= Set exercise =
Can you output the material exactly as written, minus any pictures it holds?
::: Material supplied :::
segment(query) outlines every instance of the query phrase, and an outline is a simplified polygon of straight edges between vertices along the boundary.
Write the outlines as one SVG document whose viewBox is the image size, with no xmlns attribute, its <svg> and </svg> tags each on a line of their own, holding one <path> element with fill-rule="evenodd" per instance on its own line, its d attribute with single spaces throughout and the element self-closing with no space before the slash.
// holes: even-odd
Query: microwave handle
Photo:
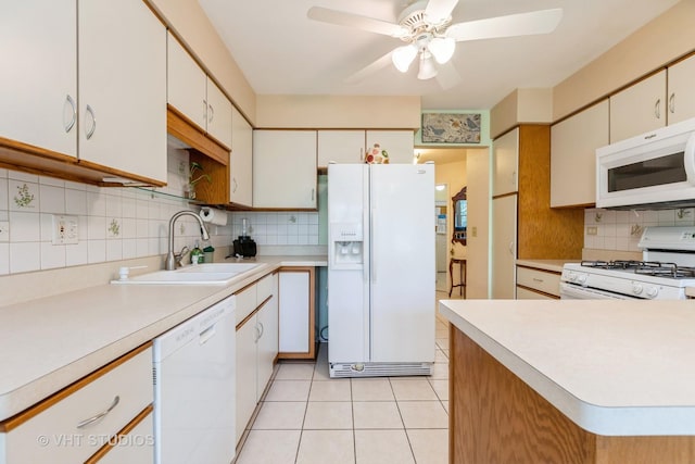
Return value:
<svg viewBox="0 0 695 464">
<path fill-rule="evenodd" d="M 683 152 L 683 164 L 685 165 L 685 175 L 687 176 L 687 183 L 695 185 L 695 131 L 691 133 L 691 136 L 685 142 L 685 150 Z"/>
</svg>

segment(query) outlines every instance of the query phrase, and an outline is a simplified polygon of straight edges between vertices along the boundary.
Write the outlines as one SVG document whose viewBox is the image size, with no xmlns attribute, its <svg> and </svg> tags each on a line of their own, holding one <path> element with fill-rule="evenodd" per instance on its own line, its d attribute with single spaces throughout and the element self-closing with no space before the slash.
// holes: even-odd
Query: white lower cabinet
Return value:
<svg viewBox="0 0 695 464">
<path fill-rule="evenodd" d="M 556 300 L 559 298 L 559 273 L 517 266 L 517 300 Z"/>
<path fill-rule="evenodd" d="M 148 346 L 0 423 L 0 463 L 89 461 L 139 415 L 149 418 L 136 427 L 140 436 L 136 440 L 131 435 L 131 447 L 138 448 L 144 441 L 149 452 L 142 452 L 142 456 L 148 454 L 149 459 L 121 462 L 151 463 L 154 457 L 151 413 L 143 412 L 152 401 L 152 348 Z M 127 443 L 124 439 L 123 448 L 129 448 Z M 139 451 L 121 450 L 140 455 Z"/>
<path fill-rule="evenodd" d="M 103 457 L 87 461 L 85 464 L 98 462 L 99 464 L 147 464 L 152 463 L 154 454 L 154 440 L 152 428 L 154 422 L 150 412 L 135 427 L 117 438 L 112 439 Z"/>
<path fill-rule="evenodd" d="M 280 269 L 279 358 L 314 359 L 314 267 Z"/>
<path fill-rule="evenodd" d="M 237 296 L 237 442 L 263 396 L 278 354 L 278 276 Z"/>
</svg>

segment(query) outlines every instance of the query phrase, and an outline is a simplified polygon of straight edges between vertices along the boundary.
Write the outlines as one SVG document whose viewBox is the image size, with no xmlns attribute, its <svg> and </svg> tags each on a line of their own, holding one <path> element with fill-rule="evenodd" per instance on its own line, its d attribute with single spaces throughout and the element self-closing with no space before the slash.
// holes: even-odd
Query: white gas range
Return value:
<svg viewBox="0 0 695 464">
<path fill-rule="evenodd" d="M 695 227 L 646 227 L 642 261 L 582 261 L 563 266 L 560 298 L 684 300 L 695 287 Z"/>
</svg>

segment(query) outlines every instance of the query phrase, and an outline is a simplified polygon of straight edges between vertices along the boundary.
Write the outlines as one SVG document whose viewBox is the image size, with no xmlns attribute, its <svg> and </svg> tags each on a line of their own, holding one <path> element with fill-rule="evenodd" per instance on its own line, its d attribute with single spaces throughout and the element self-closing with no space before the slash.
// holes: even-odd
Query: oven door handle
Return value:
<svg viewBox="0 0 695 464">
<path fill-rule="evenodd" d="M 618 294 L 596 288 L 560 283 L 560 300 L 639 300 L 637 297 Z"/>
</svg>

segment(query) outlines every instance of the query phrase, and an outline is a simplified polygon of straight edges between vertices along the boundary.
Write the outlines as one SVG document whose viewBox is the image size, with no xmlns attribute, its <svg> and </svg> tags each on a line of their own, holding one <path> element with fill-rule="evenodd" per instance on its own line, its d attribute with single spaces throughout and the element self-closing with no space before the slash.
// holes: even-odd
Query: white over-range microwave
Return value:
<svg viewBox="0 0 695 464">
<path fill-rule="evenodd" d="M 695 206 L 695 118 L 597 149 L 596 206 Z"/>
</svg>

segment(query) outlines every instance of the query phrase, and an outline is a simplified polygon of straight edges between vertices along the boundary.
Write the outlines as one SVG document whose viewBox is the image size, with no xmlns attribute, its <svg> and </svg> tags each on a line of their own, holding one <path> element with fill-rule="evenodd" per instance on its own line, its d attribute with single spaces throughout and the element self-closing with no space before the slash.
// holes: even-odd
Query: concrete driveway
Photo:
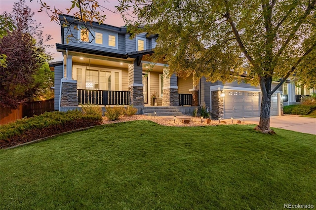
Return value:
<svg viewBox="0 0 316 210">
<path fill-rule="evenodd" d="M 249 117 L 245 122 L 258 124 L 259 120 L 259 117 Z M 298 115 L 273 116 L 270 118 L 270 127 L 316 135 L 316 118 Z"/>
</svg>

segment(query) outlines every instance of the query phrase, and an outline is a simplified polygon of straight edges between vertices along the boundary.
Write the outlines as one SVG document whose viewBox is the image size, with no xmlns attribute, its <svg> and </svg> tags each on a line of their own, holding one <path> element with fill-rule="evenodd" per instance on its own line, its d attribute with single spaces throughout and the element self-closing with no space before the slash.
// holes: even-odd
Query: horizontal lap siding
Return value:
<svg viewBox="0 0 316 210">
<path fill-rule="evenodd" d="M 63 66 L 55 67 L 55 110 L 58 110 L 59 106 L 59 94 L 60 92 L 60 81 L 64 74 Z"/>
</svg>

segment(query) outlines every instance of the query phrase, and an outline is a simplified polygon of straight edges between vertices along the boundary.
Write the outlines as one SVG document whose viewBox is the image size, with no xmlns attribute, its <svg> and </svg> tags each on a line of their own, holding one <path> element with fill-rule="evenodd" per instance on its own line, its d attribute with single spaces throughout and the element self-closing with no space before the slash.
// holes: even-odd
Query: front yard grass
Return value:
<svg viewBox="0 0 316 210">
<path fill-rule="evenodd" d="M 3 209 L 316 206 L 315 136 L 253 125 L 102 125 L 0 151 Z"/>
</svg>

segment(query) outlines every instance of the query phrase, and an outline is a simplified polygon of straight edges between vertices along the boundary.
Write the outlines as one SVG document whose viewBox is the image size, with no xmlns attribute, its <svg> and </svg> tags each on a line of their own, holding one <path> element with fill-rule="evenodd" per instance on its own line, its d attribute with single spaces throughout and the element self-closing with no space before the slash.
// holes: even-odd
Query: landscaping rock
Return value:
:::
= Solution to the problem =
segment(query) outlines every instance of the query phrase, and an outline is a simplified polygon of straight edges between vertices along the boundary.
Write the outlines as one SVG document whose viewBox is the image size, with no xmlns attribute, its <svg> and </svg> tags each on a line of their own, holding one <path> element with fill-rule="evenodd" per instance on its own line, its d attribute with single spaces throughout and the element self-closing with no space before the slash.
// holes: even-odd
Query: microwave handle
Photo:
Return value:
<svg viewBox="0 0 695 464">
<path fill-rule="evenodd" d="M 683 152 L 683 164 L 685 165 L 685 175 L 687 176 L 687 183 L 695 185 L 695 131 L 691 133 L 691 136 L 685 142 L 685 150 Z"/>
</svg>

segment(query) outlines every instance of the query phrase, and an outline is a simplified polygon of straight edges between vertices along the boundary.
Write the outlines as one SVG document whose viewBox is the image size, with no xmlns attribute, its <svg> and </svg> tags each on a line of their own, holding one <path> element with fill-rule="evenodd" per instance on its own line, its d attribute with single spaces throughout and the element self-closing with no space before the slash.
// holes: even-odd
Query: white lower cabinet
Return value:
<svg viewBox="0 0 695 464">
<path fill-rule="evenodd" d="M 556 300 L 559 298 L 559 273 L 517 266 L 517 300 Z"/>
<path fill-rule="evenodd" d="M 148 346 L 0 423 L 0 463 L 89 461 L 139 415 L 149 418 L 136 427 L 140 436 L 136 440 L 131 435 L 131 447 L 138 448 L 144 441 L 149 452 L 142 452 L 142 456 L 148 454 L 149 459 L 121 462 L 151 463 L 154 457 L 151 413 L 143 412 L 152 401 L 152 348 Z M 127 443 L 124 439 L 123 448 L 129 448 Z M 139 451 L 121 450 L 140 455 Z"/>
<path fill-rule="evenodd" d="M 103 457 L 87 461 L 85 464 L 98 462 L 99 464 L 147 464 L 152 463 L 154 454 L 154 440 L 152 428 L 154 422 L 150 412 L 135 427 L 117 438 L 112 439 Z"/>
<path fill-rule="evenodd" d="M 280 269 L 279 358 L 314 359 L 314 267 Z"/>
<path fill-rule="evenodd" d="M 237 296 L 237 442 L 263 396 L 278 354 L 278 276 Z"/>
</svg>

segment(query) outlines every instance of the query phrase, and an outline is a simplified polygon of straight edges between vertices along the boundary.
Write the outlines as one SVG document whose viewBox is the image size, with no xmlns attribute, its <svg> and </svg> tags each on a line of their own, holding one <path> element with fill-rule="evenodd" per instance on its own line, its d attribute with single spaces throughout and the element self-closing with no space before the slash.
// holes: even-odd
Query: white gas range
Return value:
<svg viewBox="0 0 695 464">
<path fill-rule="evenodd" d="M 695 227 L 646 227 L 642 261 L 582 261 L 563 266 L 560 298 L 684 300 L 695 287 Z"/>
</svg>

segment(query) outlines every instance of the query phrase, and an outline is a simplified polygon of straight edges between vertices along the boundary.
Write the outlines as one SVG document whose viewBox is the image size, with no xmlns attribute, its <svg> and </svg> tags each on a line of their own, holding one <path> element with fill-rule="evenodd" per instance on its own line, its d attribute with single spaces throughout and the element self-closing with no space before the slash.
// holes: even-odd
Query: oven door handle
Return value:
<svg viewBox="0 0 695 464">
<path fill-rule="evenodd" d="M 618 294 L 596 288 L 560 283 L 560 300 L 639 300 L 637 297 Z"/>
</svg>

segment(query) outlines every instance of the query phrase, and an outline is a simplified polygon of straight edges between vertices along the boundary.
Write the outlines as one SVG document whose viewBox is the image size, with no xmlns attribute, its <svg> and </svg> tags each on a line of their own, holding one <path> element with fill-rule="evenodd" per instance on its own line, its d attribute with single spaces throughout and the element self-closing with no space before the slash.
// holes: even-odd
Query: white over-range microwave
Return value:
<svg viewBox="0 0 695 464">
<path fill-rule="evenodd" d="M 695 206 L 695 118 L 597 149 L 596 206 Z"/>
</svg>

segment(query) outlines every instance of the query phrase, and an outline is a simplified polygon of straight edges between vertices along the boundary.
Write the outlines as one SVG document whose viewBox is the image size, with no xmlns attribute, its <svg> and </svg> tags each on a line of their own, holding one <path> element with fill-rule="evenodd" per instance on its own line, its d attribute with single spaces throughout and the element self-closing with no space before the slash.
// holes: even-odd
Query: concrete driveway
Photo:
Return value:
<svg viewBox="0 0 316 210">
<path fill-rule="evenodd" d="M 249 117 L 245 122 L 258 124 L 259 120 L 259 117 Z M 298 115 L 273 116 L 270 118 L 270 127 L 316 135 L 316 118 Z"/>
</svg>

segment(query) outlines every instance of the query phrase, and an outline is a simplified polygon of straight edges between vertices along the boundary.
Write the outlines as one SVG document whose viewBox is the image size, with no xmlns attribute, its <svg> and </svg> tags each on a line of their own, holding one <path> element with fill-rule="evenodd" per instance on its own line, its d attribute with single spaces throughout and the element self-closing with no space before the slash.
// holes: even-odd
Query: horizontal lap siding
Return value:
<svg viewBox="0 0 316 210">
<path fill-rule="evenodd" d="M 63 66 L 55 67 L 55 110 L 58 110 L 59 106 L 59 94 L 60 92 L 60 81 L 64 74 Z"/>
</svg>

segment(query) outlines every instance of the query phrase, and an outline is a simplified polygon of straight edges between vertices along the boundary.
Write the outlines as one SVG document whose viewBox is the image size, with no xmlns attribute, its <svg> and </svg> tags each on a line of their own, holding one <path> element with fill-rule="evenodd" per instance on its own line, its d attribute with single spaces throughout and the element self-closing with no space before the slash.
// holes: even-odd
Query: front yard grass
Return value:
<svg viewBox="0 0 316 210">
<path fill-rule="evenodd" d="M 3 209 L 316 206 L 315 136 L 253 125 L 102 125 L 0 151 Z"/>
</svg>

segment(query) outlines every instance of the query phrase, and an outline is a simplified polygon of straight edges between vertices along the boundary.
Write the outlines as one SVG document whose viewBox is the image size, with no xmlns attribute, its <svg> and </svg> tags each on a line of their own, holding one <path> element with fill-rule="evenodd" per instance on its own line, its d attribute with single spaces throughout and the element self-closing with no space before the slash.
// holes: even-odd
Query: landscaping rock
Return value:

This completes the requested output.